PROBLEM TO SOLVE ▸ Please decide whether each statement agrees with the post on the future of Newsweek, answering yes or no and quoting the deciding words from the post: 1. The Washington Post Co. is taking nonbinding bids for Newsweek. 2. The writer subscribed to Newsweek for many years. 3. Bloomberg is among the buyers lining up for the magazine.

TEXT FOR ANALYSIS ▸

June 03, 2010
The Future of Newsweek
Posted by Christine Hurt

Newsweek is on the block.  The Washington Post Co. is accepting nonbinding bids for the 77 year-old magazine, and a few prospective buyers are lining up.  However, most name brands have declined:  Bloomberg, Thomson-Reuters, U.S. News & World Report.

I used to love Newsweek.  It was my airport purchase of choice.  I never had a subscription though, because it was so expensive.  I remember getting a call form a marketer once who would give me three other subscriptions for free (I think my picks were Oprah, Vanity Fair and something else) for purchasing a Newsweek subscription.  When I was in practice, I received an offer a week to purchase a subscription for "half off the newstand price," but it was still expensive.  Weekly magazines subscriptions are expensive. 

But now I rarely buy it, even in the airport.  If the morning newspaper seems to have stories that are already familiar, then reading a weekly magazine seems a lot like reading a 6 day-old newspaper.  And Newsweek's concept was news.  Mostly short pieces similar to a newspaper article or a blog post, with a few longer pieces, with more texture and interviews.  So, these days, you're paying $4 for the two long pieces, a lot of articles you've already read, and the cartoon/quotations page.  The weekly format just got squeezed by the Internet.  Weekly deadlines make sure that almost everything is stale and nothing is incredibly deep and thoughtful.  I actually love the articles in Vanity Fair, which are often about the financial industry, well-written and in-depth.  But I'm sure they take more than 4 days to write.

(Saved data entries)
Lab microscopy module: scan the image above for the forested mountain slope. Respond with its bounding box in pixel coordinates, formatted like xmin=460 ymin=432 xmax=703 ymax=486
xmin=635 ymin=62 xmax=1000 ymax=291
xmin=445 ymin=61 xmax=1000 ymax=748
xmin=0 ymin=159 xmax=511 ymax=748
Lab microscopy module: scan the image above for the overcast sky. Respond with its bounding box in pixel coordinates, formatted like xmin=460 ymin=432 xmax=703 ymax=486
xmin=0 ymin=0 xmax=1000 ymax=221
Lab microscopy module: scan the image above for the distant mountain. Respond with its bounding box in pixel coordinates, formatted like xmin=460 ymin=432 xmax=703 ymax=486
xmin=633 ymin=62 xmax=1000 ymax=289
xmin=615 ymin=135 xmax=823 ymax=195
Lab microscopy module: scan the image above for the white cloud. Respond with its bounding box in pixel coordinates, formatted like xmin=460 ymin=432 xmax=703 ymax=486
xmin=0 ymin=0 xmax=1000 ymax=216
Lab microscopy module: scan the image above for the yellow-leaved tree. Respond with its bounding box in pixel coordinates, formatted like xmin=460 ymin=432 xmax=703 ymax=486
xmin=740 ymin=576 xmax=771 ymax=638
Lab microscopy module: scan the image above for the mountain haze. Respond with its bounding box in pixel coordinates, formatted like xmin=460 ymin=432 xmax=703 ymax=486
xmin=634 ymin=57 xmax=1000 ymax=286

...

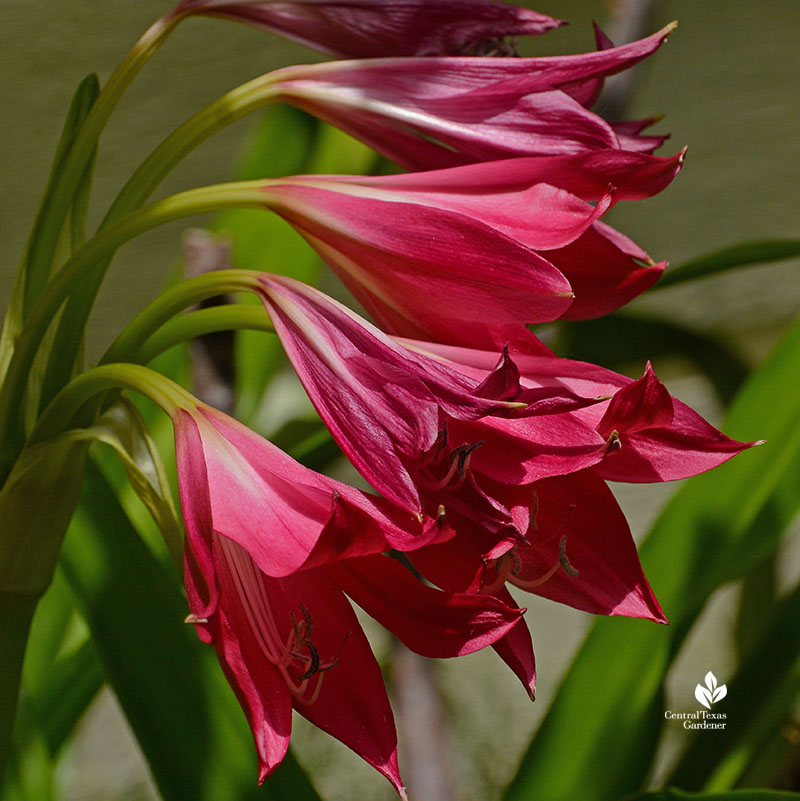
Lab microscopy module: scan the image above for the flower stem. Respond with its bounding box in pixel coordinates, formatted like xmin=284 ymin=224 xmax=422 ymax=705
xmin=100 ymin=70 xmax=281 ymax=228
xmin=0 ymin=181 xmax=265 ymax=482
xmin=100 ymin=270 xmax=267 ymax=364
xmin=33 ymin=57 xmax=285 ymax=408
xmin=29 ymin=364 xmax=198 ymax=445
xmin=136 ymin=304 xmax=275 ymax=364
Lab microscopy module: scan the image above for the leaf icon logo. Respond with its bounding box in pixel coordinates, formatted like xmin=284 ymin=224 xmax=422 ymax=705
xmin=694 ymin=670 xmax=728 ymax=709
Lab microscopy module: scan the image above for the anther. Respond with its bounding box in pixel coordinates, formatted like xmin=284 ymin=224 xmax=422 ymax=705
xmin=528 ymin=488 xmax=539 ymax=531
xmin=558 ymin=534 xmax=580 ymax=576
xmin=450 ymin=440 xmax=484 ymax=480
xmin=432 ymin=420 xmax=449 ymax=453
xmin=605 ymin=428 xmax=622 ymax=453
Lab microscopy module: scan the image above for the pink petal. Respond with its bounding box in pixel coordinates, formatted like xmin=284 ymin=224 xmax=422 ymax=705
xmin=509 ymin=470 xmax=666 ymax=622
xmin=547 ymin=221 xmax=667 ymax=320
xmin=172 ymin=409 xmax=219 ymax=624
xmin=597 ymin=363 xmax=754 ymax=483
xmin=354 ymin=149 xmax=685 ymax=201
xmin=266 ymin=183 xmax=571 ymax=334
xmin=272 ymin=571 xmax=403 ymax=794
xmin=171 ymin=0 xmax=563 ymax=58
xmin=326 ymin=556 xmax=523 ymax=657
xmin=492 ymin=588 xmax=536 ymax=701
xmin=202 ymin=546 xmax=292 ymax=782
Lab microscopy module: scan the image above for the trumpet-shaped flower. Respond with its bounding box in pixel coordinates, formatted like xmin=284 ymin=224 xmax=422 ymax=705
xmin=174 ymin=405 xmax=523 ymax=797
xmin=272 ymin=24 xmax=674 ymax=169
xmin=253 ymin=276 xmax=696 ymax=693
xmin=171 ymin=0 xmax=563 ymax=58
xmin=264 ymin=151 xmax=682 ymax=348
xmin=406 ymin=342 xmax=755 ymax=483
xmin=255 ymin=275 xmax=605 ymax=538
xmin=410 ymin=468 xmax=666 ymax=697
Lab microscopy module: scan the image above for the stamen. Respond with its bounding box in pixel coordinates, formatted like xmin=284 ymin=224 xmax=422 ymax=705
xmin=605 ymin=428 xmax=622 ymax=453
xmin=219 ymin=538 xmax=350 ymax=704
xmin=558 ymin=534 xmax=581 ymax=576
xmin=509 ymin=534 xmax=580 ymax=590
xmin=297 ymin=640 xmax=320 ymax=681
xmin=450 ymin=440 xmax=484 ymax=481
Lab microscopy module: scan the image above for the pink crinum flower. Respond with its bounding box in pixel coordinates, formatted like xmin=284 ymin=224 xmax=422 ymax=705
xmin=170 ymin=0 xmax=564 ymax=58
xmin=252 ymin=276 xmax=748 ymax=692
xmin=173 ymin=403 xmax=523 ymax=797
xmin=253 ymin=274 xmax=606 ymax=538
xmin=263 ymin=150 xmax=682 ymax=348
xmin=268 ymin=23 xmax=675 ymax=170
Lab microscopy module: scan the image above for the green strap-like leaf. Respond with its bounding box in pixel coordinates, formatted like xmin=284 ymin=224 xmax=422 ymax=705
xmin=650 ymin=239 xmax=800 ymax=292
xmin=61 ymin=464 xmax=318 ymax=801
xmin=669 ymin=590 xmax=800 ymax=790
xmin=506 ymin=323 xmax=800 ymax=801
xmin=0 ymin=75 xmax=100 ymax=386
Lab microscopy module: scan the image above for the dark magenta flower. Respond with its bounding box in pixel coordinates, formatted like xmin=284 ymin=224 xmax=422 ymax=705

==

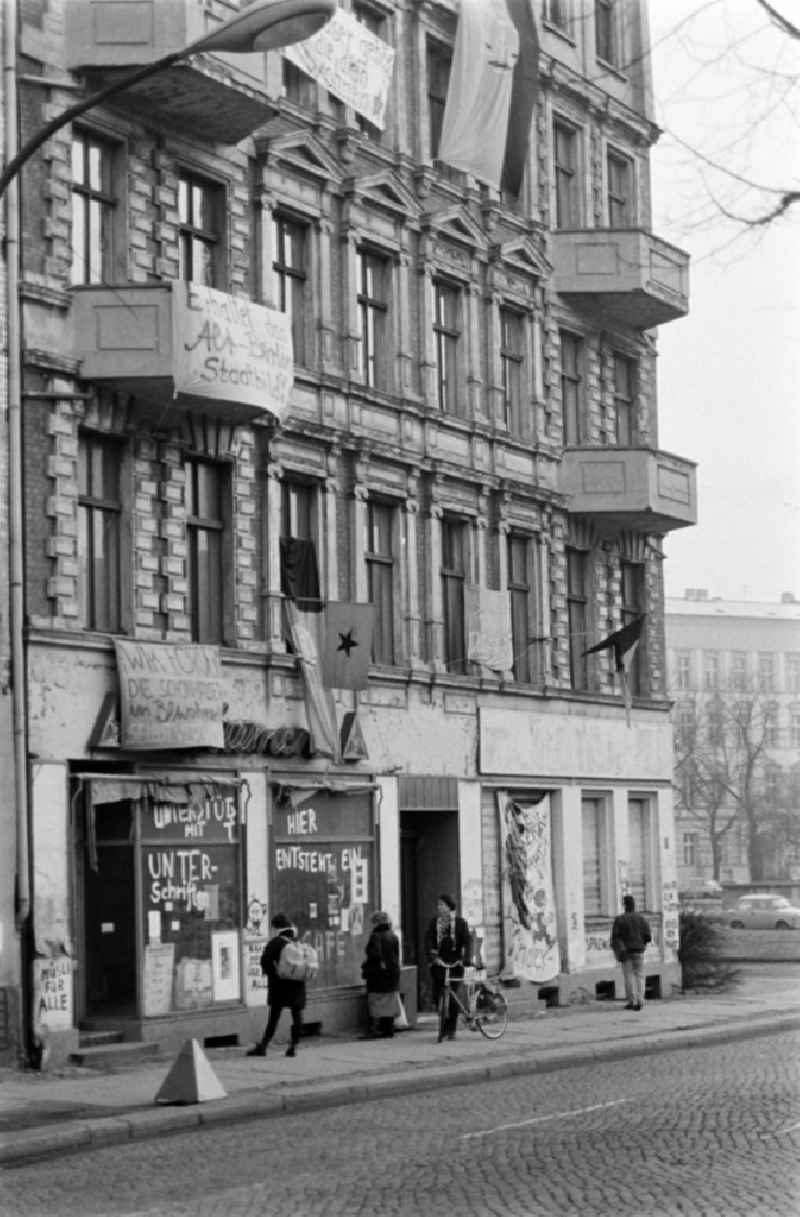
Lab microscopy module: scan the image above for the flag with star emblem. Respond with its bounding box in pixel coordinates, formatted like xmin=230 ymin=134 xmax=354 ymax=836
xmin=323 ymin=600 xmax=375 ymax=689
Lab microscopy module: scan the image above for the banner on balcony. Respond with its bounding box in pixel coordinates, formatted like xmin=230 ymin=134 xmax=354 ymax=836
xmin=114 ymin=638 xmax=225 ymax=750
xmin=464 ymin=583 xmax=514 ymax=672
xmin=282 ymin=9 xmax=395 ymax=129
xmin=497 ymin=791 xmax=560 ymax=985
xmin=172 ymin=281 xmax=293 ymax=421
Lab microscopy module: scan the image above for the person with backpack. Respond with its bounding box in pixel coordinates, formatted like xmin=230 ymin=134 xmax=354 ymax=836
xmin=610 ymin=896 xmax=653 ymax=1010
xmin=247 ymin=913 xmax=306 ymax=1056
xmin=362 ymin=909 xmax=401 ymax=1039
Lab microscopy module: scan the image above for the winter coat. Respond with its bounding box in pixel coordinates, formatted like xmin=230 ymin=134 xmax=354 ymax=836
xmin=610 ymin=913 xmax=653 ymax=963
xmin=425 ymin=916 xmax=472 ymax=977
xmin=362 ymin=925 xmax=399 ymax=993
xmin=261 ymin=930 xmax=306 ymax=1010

SOLUTION FOR THIS PROBLEM ▸
1. Yes: "The Washington Post Co. is accepting nonbinding bids for the 77 year-old magazine"
2. No: "I never had a subscription though, because it was so expensive."
3. No: "However, most name brands have declined:  Bloomberg, Thomson-Reuters, U.S. News & World Report."